Animal Tales: Lonely No More

Who says chicks and goslings can’t be fast friends? Despite their obvious differences, these two have shown me just how adaptable baby animals can be…and how important companionship is to their well-being.

As someone who incubates a lot of eggs, I rarely have batches that result in a single hatchling. When I do, I have usually been fortunate enough to have species- and age-appropriate surrogates that can step in and be a pal to the hatchling. But in this case, it simply didn’t work out that way…

It began with two goose eggs making it to lockdown. It’s a terrible place to be, knowing that both eggs must hatch (despite the rigors and challenges of the hatching process) or there will be a very lonely gosling. Because of the risk, I prefer not to set small batches of eggs; however, the geese stopped laying due to molt and I was left with a small number. I chose to take the risk and hope for the best.

On hatching day, one egg contained a gosling that was peeping loudly. At first, I was puzzled by just how loud it sounded, since there was no visible external pip; then, I realized that the pip was on the bottom of the egg, facing the incubator floor. The gosling was strong (and had a good pair of lungs, for sure), a positive sign. After another day, the gosling hatched.

▬▬▬

Task requirements -
(A) From the gosling story above, echo the passage starting with "On hatching day, one" and going on through "the gosling hatched.", keeping every word and mark unchanged.
(B) Decide whether each statement agrees with the gosling story, answering yes or no and quoting the words of the story that settle it.
(i) When a batch produces a single hatchling, the writer has usually had suitable surrogates available.
(ii) The writer prefers to set small batches of eggs.
(iii) The pip on the loudly peeping gosling's egg was on the top of the egg.
(C) Answer these questions from the gosling story.
(i) How many goose eggs made it to lockdown?
(ii) Why did the geese stop laying?
(iii) When did the gosling hatch, relative to hatching day?

Extracted entries -
▬▬▬

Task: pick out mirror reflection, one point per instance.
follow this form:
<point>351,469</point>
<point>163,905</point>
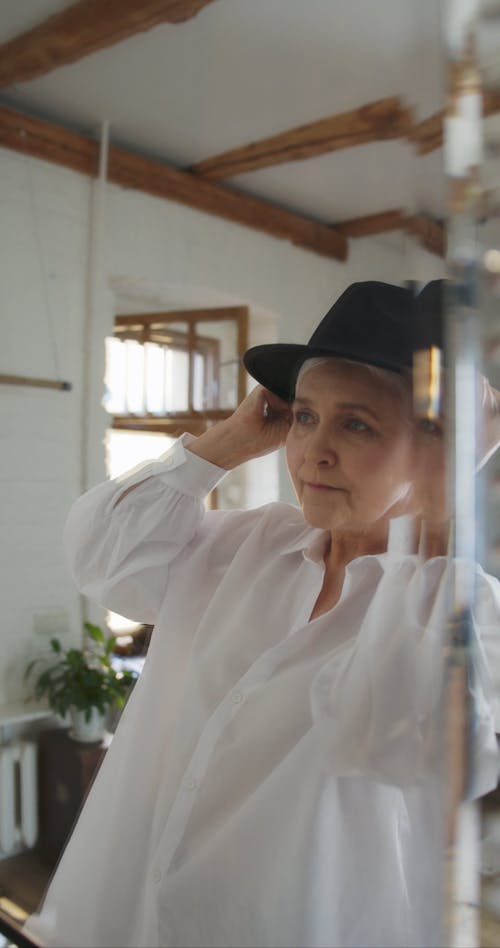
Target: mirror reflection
<point>231,571</point>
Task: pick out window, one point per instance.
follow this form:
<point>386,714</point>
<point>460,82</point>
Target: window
<point>177,371</point>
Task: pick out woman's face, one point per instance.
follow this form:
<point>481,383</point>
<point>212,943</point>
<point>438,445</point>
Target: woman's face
<point>350,449</point>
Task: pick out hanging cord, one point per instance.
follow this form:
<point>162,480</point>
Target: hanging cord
<point>42,265</point>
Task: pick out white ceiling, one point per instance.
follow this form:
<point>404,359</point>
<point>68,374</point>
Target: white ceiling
<point>246,69</point>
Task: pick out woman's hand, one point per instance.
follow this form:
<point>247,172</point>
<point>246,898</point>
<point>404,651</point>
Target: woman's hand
<point>258,426</point>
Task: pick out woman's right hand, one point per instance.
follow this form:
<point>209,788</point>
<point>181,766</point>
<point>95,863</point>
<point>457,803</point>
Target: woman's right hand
<point>259,425</point>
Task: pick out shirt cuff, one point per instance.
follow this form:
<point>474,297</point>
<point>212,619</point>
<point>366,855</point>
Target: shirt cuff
<point>178,469</point>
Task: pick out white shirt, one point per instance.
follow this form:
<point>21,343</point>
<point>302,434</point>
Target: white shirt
<point>273,781</point>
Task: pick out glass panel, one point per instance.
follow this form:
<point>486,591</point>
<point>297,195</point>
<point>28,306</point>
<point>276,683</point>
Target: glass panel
<point>154,378</point>
<point>225,332</point>
<point>134,377</point>
<point>115,377</point>
<point>176,380</point>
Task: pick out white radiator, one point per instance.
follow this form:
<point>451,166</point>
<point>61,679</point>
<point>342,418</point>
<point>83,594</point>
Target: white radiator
<point>18,796</point>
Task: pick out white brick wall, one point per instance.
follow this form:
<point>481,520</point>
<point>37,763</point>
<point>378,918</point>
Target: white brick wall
<point>46,456</point>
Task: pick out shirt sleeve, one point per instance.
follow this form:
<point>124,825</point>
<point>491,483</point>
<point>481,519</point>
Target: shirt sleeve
<point>119,553</point>
<point>377,706</point>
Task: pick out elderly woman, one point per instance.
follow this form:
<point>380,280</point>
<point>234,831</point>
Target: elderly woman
<point>275,777</point>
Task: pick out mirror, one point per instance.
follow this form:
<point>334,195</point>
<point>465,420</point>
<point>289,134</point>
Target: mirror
<point>331,116</point>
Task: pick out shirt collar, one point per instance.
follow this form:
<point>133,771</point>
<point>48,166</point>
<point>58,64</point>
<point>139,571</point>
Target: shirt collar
<point>311,542</point>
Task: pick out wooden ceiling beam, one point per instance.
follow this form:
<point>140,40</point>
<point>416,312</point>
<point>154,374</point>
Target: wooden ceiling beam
<point>430,234</point>
<point>85,27</point>
<point>376,121</point>
<point>50,142</point>
<point>373,224</point>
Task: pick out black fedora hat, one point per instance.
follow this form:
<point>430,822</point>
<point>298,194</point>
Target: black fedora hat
<point>371,322</point>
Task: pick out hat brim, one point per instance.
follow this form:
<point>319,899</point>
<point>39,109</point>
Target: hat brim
<point>276,365</point>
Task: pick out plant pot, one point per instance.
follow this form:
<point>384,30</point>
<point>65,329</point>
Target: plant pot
<point>91,731</point>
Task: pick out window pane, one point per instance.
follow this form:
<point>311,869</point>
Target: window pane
<point>135,377</point>
<point>115,377</point>
<point>176,380</point>
<point>154,378</point>
<point>199,391</point>
<point>225,393</point>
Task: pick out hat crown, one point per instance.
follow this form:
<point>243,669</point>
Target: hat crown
<point>370,322</point>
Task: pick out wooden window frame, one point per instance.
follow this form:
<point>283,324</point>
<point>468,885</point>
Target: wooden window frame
<point>146,327</point>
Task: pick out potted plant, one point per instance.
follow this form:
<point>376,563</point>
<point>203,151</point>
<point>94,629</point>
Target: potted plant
<point>82,682</point>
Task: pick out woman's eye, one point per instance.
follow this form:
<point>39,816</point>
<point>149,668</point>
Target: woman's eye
<point>356,424</point>
<point>430,426</point>
<point>302,417</point>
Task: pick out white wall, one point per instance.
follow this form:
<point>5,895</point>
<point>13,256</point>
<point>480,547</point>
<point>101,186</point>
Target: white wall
<point>53,442</point>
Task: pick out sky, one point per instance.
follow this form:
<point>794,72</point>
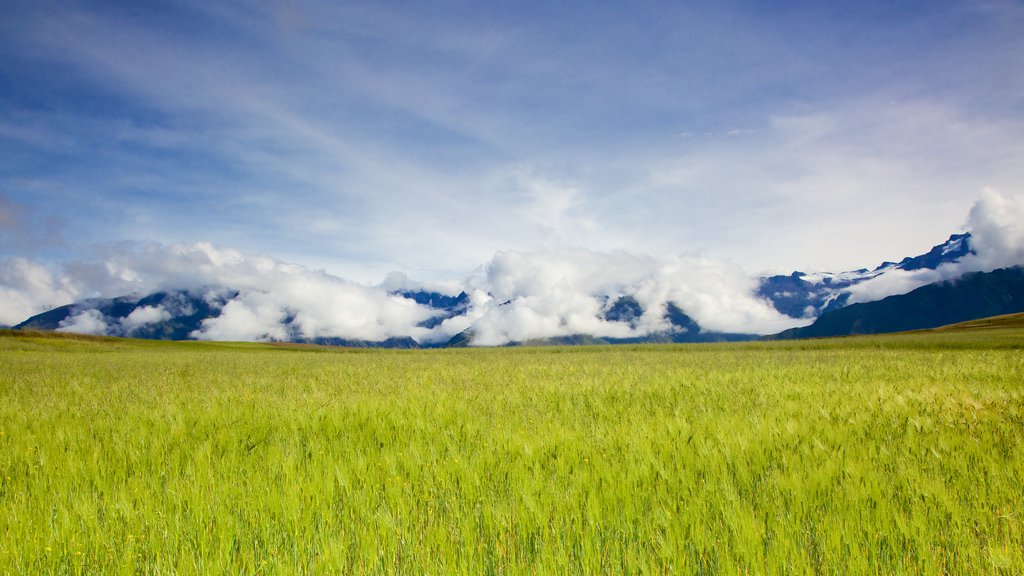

▬▬▬

Responses -
(A)
On hatching day, one egg contained a gosling that was peeping loudly. At first, I was puzzled by just how loud it sounded, since there was no visible external pip; then, I realized that the pip was on the bottom of the egg, facing the incubator floor. The gosling was strong (and had a good pair of lungs, for sure), a positive sign. After another day, the gosling hatched.

(B)
(i) Yes: "I have usually been fortunate enough to have species- and age-appropriate surrogates that can step in and be a pal to the hatchling."
(ii) No: "I prefer not to set small batches of eggs"
(iii) No: "the pip was on the bottom of the egg, facing the incubator floor"

(C)
(i) Two.
(ii) Because of molt.
(iii) After another day.